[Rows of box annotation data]
============
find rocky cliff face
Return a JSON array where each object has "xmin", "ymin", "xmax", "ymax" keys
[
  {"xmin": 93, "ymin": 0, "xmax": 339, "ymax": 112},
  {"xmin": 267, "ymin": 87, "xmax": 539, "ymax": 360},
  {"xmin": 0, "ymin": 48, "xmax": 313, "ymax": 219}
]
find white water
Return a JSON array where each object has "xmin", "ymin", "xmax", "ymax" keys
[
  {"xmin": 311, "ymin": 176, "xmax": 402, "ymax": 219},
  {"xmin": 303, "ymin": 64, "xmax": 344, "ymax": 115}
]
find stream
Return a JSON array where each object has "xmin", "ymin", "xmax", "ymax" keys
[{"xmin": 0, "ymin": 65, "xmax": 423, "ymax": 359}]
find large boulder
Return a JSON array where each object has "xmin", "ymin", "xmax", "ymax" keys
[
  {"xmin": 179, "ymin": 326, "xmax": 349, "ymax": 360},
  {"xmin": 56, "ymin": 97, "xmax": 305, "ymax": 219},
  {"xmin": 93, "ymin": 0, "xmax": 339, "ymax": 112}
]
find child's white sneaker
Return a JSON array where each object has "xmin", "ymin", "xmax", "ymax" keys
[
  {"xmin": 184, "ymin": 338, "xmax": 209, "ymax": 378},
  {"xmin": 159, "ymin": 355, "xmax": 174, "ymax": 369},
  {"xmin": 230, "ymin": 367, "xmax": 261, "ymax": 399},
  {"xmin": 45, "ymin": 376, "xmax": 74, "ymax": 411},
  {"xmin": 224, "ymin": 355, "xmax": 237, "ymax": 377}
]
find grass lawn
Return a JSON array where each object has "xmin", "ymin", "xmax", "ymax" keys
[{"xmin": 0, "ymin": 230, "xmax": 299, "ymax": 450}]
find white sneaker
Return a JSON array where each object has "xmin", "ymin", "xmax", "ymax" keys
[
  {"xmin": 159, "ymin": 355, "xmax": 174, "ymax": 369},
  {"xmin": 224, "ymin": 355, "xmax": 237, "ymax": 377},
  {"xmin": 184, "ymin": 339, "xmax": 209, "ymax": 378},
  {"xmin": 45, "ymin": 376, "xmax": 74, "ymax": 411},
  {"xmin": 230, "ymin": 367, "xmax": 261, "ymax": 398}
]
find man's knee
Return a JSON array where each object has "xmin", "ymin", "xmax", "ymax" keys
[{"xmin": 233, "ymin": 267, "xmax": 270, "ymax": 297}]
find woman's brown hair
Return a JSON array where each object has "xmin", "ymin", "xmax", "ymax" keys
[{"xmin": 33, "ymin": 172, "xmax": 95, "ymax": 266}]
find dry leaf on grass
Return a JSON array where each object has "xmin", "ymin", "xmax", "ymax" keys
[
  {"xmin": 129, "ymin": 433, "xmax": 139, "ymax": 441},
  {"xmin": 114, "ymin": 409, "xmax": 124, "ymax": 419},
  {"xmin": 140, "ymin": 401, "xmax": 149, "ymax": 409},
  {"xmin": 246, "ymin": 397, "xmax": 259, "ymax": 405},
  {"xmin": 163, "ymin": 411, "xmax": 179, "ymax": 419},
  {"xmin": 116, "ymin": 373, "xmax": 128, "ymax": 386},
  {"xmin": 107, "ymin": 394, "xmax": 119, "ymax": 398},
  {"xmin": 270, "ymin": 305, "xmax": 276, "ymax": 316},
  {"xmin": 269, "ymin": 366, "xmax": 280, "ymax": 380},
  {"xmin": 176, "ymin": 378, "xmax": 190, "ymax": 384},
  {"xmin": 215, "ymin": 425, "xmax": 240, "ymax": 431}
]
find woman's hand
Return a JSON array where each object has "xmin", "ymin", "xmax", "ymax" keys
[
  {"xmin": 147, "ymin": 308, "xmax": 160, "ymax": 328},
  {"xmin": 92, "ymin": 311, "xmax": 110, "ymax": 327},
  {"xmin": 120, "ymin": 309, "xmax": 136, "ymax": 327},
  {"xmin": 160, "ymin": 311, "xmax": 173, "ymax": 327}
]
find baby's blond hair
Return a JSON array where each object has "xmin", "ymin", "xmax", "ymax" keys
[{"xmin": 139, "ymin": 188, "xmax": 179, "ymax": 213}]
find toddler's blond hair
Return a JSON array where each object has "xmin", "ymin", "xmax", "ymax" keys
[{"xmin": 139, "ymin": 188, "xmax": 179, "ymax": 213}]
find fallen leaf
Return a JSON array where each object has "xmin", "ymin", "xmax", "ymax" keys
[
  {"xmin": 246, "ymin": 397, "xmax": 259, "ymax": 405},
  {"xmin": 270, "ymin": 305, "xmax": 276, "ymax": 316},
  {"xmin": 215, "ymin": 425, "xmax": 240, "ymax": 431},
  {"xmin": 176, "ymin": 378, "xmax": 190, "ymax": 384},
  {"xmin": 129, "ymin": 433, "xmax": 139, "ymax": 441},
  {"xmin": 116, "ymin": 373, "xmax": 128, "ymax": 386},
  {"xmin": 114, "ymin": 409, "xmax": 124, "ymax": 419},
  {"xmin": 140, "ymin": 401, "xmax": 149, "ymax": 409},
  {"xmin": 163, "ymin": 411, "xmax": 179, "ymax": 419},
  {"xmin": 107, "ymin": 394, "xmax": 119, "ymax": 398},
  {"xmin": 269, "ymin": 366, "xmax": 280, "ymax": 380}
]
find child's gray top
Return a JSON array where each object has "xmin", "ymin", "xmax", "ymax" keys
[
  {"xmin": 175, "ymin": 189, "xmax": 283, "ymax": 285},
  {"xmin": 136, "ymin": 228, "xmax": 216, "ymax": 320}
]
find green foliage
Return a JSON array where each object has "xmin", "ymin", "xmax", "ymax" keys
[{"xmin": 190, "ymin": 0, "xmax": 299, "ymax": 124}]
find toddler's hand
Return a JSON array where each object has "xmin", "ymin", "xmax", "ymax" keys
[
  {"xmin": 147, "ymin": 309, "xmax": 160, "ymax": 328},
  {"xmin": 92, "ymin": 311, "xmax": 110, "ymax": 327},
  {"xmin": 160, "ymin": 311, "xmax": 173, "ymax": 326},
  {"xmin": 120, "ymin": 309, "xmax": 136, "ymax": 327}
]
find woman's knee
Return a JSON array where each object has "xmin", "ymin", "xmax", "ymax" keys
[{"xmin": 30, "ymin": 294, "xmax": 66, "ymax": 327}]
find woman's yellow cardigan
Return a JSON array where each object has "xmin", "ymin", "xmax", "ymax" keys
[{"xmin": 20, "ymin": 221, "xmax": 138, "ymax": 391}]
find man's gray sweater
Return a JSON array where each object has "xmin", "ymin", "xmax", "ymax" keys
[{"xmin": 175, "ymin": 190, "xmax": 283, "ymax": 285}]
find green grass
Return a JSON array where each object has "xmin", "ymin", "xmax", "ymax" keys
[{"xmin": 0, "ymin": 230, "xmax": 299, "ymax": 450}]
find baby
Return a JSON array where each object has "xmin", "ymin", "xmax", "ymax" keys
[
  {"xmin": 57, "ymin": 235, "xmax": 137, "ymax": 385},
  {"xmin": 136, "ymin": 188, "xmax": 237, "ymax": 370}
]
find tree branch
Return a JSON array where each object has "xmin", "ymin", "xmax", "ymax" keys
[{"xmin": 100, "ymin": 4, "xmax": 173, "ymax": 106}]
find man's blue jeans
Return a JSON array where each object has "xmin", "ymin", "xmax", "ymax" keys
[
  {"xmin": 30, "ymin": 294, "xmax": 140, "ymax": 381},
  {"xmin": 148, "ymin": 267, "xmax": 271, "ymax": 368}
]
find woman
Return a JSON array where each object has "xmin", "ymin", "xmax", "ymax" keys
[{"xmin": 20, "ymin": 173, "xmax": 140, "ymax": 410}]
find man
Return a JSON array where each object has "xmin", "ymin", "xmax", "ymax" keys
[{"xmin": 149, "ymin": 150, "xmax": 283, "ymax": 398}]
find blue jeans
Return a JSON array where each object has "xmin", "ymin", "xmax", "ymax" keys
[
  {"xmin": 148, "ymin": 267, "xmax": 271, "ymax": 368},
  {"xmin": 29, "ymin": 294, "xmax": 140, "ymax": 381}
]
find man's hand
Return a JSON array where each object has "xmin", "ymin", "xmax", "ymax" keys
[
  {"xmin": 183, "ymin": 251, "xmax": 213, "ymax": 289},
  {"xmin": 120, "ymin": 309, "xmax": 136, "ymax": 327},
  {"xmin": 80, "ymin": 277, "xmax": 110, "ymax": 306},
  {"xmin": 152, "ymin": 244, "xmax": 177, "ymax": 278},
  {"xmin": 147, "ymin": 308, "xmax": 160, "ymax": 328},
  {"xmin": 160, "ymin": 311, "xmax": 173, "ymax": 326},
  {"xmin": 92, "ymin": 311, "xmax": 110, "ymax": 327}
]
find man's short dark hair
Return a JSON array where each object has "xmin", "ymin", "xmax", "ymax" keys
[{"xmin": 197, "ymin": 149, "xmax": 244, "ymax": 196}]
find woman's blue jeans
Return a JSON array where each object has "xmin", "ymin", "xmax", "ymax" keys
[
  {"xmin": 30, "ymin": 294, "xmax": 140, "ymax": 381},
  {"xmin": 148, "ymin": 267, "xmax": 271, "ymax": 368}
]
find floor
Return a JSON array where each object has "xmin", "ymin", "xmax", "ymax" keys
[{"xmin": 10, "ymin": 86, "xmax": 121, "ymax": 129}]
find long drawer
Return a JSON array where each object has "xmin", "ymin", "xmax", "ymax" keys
============
» What to work on:
Filter the records above, keeping only the lines that contain the word "gray".

» Right answer:
find child's gray top
find man's gray sweater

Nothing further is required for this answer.